***** LISTED RECORDS

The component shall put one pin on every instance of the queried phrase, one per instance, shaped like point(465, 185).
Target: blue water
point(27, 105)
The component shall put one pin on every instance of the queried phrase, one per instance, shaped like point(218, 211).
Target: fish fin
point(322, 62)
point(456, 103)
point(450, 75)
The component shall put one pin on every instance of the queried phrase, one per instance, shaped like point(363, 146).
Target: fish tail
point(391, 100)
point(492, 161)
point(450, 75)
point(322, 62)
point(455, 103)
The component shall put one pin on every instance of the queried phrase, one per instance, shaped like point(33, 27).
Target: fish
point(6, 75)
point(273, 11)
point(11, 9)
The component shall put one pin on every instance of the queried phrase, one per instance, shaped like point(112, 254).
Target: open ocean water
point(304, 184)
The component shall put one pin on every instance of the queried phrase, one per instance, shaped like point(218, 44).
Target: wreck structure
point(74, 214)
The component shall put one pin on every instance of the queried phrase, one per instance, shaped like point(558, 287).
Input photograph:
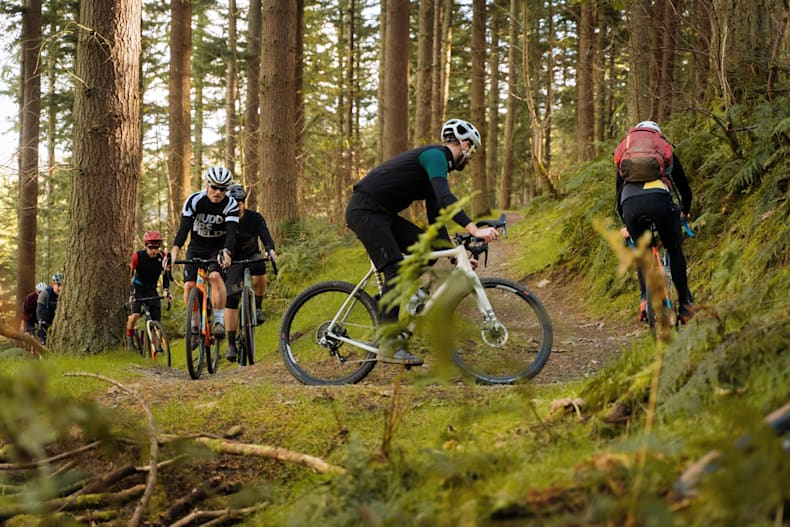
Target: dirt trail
point(582, 344)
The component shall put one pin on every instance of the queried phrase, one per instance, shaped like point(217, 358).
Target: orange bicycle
point(153, 337)
point(202, 348)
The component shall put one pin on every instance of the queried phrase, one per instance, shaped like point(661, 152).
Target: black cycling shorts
point(234, 276)
point(190, 270)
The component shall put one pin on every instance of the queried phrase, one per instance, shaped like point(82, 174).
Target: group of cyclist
point(222, 229)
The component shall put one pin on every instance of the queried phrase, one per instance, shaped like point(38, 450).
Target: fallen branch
point(209, 488)
point(80, 503)
point(42, 462)
point(217, 517)
point(153, 444)
point(224, 446)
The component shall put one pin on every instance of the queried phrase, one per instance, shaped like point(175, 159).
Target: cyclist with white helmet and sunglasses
point(211, 219)
point(420, 174)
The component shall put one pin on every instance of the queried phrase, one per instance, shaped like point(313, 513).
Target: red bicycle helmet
point(152, 237)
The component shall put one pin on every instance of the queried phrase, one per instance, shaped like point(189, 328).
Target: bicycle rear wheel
point(246, 335)
point(311, 352)
point(194, 342)
point(516, 347)
point(212, 355)
point(160, 343)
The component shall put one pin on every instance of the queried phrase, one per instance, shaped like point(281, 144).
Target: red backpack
point(644, 155)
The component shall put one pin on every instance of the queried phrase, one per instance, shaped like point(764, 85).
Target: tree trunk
point(492, 139)
point(91, 310)
point(585, 109)
point(477, 165)
point(506, 190)
point(278, 132)
point(395, 110)
point(180, 151)
point(423, 131)
point(640, 25)
point(230, 93)
point(252, 118)
point(30, 113)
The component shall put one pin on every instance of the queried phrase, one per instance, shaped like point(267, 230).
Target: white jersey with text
point(208, 220)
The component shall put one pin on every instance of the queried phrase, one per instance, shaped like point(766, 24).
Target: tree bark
point(423, 132)
point(30, 113)
point(477, 165)
point(252, 117)
point(640, 24)
point(91, 309)
point(231, 89)
point(492, 137)
point(506, 190)
point(278, 132)
point(395, 111)
point(585, 109)
point(180, 151)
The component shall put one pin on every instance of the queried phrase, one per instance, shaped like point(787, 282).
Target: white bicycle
point(501, 331)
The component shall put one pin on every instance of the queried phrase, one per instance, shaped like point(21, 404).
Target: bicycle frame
point(463, 265)
point(204, 285)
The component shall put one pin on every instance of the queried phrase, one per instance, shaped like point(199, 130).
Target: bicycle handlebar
point(145, 300)
point(199, 261)
point(248, 261)
point(478, 246)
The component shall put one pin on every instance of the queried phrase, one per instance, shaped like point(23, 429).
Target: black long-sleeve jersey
point(147, 270)
point(252, 227)
point(677, 176)
point(418, 174)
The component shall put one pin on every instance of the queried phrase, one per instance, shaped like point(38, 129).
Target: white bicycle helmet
point(649, 124)
point(218, 176)
point(460, 130)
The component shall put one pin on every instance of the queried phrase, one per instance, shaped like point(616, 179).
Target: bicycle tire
point(195, 355)
point(305, 323)
point(667, 312)
point(516, 349)
point(161, 345)
point(138, 335)
point(246, 334)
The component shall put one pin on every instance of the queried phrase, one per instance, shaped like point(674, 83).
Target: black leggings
point(658, 208)
point(386, 237)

**********

WHAT IS NEEDED:
Rewrite the items above, starting at the line that contains "like point(218, 211)." and ending at the line that contains "point(455, 103)", with both of those lines included. Offset every coordinate in the answer points by adding 134 to it, and keep the requests, including their format samples, unchanged.

REPLY TO THE EXERCISE:
The component shall put one pin on every instance of the queried phrase, one per instance, shaped like point(218, 211).
Target: fish fin
point(456, 196)
point(590, 237)
point(584, 209)
The component shall put one pin on every instance of the queried phrase, one per instance, shaped like point(363, 146).
Target: fish tail
point(525, 234)
point(626, 295)
point(584, 209)
point(456, 196)
point(589, 237)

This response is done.